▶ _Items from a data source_
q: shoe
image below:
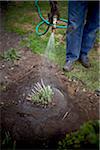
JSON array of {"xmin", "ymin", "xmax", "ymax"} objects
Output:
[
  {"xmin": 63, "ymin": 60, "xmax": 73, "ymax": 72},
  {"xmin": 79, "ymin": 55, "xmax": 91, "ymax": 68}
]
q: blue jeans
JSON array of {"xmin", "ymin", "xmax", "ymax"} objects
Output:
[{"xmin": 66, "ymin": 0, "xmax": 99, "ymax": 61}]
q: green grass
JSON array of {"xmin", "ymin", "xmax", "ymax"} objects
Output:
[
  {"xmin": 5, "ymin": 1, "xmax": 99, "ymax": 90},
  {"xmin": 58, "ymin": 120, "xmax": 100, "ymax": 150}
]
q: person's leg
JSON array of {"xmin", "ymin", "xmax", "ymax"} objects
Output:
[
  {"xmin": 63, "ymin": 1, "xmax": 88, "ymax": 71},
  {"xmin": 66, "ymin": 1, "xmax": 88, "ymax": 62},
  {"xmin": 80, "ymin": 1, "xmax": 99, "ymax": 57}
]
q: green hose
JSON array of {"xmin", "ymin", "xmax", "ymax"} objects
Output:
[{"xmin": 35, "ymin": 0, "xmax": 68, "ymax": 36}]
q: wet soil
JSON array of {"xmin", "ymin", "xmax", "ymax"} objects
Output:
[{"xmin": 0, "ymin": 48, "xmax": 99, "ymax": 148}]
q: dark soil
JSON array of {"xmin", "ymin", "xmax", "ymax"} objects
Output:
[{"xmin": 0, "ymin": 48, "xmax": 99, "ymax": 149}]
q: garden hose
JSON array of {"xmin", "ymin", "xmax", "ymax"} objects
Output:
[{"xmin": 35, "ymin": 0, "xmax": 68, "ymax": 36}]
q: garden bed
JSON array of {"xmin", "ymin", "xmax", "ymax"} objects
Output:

▶ _DIRECTIVE_
Rewrite all of the records above as a JSON list of strings, with one string for each line and blank lines left out. Do not include the picture in your answer.

▶ _RESULT OF THIS EXERCISE_
[
  "q: shoe",
  "image below:",
  "JSON array of {\"xmin\", \"ymin\", \"xmax\", \"ymax\"} objects",
  "Output:",
  "[",
  "  {\"xmin\": 63, \"ymin\": 60, \"xmax\": 73, \"ymax\": 72},",
  "  {\"xmin\": 79, \"ymin\": 55, \"xmax\": 91, \"ymax\": 68}",
  "]",
  "q: blue jeans",
  "JSON array of {\"xmin\", \"ymin\", \"xmax\", \"ymax\"} objects",
  "Output:",
  "[{\"xmin\": 66, \"ymin\": 0, \"xmax\": 99, \"ymax\": 61}]",
  "q: green grass",
  "JSON array of {\"xmin\", \"ymin\", \"xmax\", \"ymax\"} objects",
  "Output:",
  "[",
  "  {\"xmin\": 5, \"ymin\": 1, \"xmax\": 99, \"ymax\": 90},",
  "  {\"xmin\": 58, \"ymin\": 120, \"xmax\": 100, \"ymax\": 150}",
  "]",
  "q: person's leg",
  "JSON array of {\"xmin\", \"ymin\", \"xmax\", \"ymax\"} objects",
  "Output:",
  "[",
  "  {\"xmin\": 63, \"ymin\": 1, \"xmax\": 88, \"ymax\": 71},",
  "  {\"xmin\": 66, \"ymin\": 1, \"xmax\": 88, \"ymax\": 62},",
  "  {\"xmin\": 80, \"ymin\": 1, \"xmax\": 99, \"ymax\": 57}",
  "]",
  "q: green hose",
  "JSON array of {\"xmin\", \"ymin\", \"xmax\", \"ymax\"} objects",
  "Output:",
  "[{\"xmin\": 35, \"ymin\": 0, \"xmax\": 68, \"ymax\": 36}]",
  "q: wet soil",
  "JSON array of {\"xmin\", \"ymin\", \"xmax\", \"ymax\"} objects",
  "Output:",
  "[{\"xmin\": 0, \"ymin\": 48, \"xmax\": 99, \"ymax\": 148}]",
  "q: dark soil",
  "JSON array of {\"xmin\", \"ymin\", \"xmax\", \"ymax\"} objects",
  "Output:",
  "[{\"xmin\": 0, \"ymin\": 48, \"xmax\": 99, \"ymax\": 149}]",
  "q: garden hose",
  "JSON array of {\"xmin\", \"ymin\", \"xmax\", \"ymax\"} objects",
  "Output:",
  "[{\"xmin\": 35, \"ymin\": 0, \"xmax\": 68, \"ymax\": 36}]",
  "q: garden bed",
  "JSON array of {\"xmin\", \"ymin\", \"xmax\", \"ymax\"} objects",
  "Output:"
]